## Instructions to follow
In the rows below, find every line that contains the string "conduit" and report each one in full. Treat uppercase and lowercase as different.

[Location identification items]

-*-

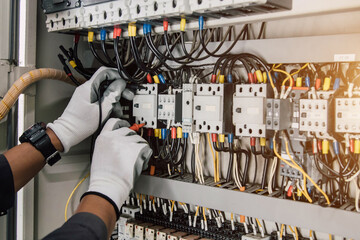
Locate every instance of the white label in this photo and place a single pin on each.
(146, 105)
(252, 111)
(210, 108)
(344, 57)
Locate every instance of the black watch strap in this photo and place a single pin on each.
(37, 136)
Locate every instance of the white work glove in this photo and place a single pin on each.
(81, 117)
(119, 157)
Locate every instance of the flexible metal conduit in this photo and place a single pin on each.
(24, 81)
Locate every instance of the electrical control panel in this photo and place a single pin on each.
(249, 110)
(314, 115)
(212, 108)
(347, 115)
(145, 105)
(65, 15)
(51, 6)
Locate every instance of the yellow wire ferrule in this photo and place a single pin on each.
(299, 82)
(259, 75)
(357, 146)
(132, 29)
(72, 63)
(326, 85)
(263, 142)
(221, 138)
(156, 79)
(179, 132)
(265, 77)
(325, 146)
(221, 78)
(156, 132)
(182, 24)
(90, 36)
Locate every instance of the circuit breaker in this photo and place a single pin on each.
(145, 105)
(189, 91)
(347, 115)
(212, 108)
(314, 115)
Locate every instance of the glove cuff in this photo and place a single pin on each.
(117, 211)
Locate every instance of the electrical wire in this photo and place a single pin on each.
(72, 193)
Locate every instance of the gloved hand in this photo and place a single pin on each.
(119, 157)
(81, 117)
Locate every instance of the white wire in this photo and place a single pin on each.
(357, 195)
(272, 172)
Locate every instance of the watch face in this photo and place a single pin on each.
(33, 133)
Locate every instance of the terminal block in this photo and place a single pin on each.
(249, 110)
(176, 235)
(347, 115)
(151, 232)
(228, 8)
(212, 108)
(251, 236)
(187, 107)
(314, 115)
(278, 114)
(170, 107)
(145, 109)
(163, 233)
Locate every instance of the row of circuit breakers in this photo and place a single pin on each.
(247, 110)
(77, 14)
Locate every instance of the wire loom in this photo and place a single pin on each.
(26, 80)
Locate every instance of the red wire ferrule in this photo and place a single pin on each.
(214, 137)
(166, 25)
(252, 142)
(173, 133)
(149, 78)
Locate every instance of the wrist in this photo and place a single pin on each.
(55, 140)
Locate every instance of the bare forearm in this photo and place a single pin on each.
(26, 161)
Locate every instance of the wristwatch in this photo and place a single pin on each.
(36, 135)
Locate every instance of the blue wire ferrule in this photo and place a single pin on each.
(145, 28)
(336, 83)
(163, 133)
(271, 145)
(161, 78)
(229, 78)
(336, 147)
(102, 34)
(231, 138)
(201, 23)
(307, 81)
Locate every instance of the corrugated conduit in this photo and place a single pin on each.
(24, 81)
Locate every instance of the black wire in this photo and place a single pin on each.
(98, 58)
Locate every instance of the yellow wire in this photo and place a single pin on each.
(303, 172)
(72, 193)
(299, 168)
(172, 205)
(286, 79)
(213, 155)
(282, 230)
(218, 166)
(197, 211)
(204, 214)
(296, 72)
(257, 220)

-*-

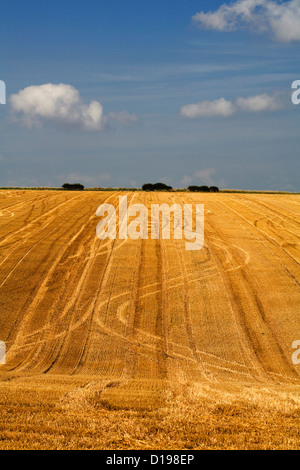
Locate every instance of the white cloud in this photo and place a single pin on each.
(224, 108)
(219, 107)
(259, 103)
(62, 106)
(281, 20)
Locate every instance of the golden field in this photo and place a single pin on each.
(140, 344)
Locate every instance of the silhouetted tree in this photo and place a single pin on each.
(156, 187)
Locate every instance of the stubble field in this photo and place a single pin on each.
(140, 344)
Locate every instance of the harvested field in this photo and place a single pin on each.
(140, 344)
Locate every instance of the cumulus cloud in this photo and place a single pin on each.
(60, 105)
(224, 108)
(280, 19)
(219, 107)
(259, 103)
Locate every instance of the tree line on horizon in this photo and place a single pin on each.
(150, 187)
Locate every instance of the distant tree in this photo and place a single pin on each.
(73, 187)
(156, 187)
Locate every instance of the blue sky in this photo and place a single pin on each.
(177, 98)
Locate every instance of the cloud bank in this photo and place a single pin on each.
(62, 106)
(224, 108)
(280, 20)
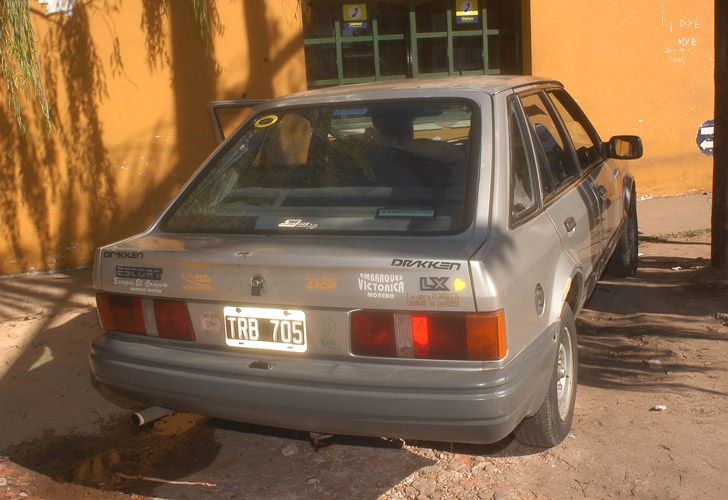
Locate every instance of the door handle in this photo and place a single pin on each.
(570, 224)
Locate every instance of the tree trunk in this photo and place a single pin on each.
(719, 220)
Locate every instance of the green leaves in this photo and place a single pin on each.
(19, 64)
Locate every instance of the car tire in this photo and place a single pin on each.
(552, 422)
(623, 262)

-*-

## Reply to the exercise
Locate every instance of the flexible metal conduit in this photo and place a single pin on each.
Locate every instance of the corrugated conduit in this photo and place a single pin on each.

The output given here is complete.